** begin Exercise input **

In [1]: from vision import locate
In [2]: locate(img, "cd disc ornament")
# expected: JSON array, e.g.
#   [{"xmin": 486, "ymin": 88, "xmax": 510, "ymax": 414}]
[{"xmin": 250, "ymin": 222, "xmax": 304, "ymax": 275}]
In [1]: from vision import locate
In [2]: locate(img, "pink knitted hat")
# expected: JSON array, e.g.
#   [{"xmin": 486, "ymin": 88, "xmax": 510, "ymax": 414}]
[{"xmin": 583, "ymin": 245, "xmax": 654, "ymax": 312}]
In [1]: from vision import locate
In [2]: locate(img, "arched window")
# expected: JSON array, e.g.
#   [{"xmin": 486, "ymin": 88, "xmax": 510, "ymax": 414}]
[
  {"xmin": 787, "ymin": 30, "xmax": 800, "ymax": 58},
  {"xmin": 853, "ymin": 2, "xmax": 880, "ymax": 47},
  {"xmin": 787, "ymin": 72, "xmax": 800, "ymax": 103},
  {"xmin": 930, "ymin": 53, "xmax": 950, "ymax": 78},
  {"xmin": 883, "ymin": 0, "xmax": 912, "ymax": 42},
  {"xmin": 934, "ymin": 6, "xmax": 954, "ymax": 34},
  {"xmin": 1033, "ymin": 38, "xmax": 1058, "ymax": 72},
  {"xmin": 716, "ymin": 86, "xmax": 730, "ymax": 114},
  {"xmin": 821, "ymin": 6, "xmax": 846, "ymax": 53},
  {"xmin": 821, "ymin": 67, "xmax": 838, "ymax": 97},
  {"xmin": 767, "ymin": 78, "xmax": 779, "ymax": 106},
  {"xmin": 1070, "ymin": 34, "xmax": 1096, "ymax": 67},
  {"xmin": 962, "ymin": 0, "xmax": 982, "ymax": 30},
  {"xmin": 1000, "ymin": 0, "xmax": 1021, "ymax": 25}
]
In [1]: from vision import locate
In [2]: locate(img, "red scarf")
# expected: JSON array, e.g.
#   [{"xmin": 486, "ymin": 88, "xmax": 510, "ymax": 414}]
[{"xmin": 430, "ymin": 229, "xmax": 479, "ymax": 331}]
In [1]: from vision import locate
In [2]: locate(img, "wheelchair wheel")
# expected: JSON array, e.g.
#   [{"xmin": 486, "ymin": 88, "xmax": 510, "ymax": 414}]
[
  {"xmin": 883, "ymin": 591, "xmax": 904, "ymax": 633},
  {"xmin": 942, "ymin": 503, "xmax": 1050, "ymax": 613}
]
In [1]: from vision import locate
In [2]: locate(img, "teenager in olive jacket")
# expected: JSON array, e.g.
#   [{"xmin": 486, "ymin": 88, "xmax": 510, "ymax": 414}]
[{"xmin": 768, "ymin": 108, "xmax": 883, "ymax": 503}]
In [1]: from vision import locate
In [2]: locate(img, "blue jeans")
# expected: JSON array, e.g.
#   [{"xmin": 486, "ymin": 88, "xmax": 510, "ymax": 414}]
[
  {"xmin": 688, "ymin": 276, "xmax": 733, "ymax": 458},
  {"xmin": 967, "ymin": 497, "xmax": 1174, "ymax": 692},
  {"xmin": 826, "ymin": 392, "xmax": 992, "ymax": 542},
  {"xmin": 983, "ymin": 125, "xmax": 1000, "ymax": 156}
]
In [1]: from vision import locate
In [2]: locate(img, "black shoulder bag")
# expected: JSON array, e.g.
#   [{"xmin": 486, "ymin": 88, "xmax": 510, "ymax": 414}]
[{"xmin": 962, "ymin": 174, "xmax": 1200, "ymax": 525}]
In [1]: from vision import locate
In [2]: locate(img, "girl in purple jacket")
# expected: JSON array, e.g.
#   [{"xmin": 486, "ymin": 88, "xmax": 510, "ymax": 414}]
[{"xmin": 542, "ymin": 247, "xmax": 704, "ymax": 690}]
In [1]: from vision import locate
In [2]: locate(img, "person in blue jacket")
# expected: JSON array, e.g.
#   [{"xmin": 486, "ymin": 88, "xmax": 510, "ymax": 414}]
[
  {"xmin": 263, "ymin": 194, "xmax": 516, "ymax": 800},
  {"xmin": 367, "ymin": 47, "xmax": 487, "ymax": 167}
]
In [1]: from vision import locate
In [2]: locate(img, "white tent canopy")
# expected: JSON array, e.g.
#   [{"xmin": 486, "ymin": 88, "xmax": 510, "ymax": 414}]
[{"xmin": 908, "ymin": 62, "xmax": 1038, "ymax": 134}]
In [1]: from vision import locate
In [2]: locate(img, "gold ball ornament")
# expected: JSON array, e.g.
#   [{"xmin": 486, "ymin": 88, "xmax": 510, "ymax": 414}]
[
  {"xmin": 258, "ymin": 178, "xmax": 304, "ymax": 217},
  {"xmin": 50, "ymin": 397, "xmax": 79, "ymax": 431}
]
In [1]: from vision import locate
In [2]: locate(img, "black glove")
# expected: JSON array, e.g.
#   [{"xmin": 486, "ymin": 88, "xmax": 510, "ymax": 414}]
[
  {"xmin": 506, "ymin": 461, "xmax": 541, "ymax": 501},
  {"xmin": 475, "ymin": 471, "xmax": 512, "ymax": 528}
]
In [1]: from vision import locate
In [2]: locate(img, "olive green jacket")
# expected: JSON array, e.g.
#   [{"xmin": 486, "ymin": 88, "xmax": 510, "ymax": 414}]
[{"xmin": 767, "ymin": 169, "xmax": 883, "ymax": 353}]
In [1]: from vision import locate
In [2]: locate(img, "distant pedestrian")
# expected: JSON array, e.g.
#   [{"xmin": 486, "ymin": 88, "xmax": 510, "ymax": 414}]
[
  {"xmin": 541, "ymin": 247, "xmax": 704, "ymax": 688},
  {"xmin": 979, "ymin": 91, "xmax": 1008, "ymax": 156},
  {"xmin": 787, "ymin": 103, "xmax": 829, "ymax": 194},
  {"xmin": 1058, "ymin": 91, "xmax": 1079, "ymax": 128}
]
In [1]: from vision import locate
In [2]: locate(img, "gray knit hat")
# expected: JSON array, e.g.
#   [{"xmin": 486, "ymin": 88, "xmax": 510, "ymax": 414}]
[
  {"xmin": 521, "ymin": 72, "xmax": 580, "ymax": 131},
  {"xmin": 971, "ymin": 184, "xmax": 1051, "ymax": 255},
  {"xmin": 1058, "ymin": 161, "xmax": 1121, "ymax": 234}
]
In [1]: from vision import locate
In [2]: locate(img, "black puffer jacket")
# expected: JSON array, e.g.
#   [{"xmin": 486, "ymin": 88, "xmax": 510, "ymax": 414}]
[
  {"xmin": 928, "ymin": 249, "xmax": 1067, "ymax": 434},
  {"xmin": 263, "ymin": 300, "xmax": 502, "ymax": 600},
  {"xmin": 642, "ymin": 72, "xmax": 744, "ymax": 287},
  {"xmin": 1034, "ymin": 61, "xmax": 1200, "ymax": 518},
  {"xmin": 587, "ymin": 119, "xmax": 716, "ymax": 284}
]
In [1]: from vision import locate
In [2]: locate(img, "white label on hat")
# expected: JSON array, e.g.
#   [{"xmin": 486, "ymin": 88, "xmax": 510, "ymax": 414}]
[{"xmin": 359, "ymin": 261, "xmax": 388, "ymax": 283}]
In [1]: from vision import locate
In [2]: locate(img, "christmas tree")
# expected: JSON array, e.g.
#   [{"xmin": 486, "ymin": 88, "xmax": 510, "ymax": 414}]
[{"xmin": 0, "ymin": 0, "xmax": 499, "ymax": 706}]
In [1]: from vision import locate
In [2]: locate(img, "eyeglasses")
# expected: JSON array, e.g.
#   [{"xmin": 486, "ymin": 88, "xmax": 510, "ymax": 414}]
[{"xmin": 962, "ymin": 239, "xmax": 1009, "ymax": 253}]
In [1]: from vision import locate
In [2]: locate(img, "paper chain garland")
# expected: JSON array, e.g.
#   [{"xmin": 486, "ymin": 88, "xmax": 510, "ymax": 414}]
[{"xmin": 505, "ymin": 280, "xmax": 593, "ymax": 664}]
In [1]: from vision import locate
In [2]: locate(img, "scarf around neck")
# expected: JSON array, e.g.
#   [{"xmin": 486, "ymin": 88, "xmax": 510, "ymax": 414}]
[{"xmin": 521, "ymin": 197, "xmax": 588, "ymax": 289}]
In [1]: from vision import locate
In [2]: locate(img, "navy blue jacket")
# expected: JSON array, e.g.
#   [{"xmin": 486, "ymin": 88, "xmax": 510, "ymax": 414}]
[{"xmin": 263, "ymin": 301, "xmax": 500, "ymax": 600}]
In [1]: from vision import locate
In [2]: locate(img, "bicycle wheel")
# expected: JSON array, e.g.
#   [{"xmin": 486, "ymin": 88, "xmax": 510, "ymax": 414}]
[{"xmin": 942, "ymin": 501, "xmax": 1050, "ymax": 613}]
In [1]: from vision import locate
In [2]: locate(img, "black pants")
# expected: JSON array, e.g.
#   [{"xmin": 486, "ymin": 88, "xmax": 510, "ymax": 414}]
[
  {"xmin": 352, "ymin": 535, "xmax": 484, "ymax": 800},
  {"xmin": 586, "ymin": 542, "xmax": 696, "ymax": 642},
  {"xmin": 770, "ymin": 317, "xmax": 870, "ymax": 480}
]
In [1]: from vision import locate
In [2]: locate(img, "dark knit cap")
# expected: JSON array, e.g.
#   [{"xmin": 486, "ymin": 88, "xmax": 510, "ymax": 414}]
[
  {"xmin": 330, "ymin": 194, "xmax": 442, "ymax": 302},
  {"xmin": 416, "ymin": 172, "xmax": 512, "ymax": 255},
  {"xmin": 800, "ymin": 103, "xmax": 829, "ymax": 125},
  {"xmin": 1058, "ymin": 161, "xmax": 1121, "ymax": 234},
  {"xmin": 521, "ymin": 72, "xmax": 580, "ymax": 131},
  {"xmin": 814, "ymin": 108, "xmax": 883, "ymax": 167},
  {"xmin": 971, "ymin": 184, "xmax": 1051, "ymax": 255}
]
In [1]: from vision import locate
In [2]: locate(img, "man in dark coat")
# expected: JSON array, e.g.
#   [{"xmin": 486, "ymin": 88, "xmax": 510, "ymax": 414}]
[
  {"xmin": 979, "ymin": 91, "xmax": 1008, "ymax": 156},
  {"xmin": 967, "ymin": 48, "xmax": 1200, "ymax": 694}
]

** end Exercise input **

Written task: Pick out every line in the items above that contains the word "ornament", and list those lines unchanged.

Result for this task:
In [2]: locate(img, "cd disc ornament")
In [2]: locate(img, "gold ball ornament")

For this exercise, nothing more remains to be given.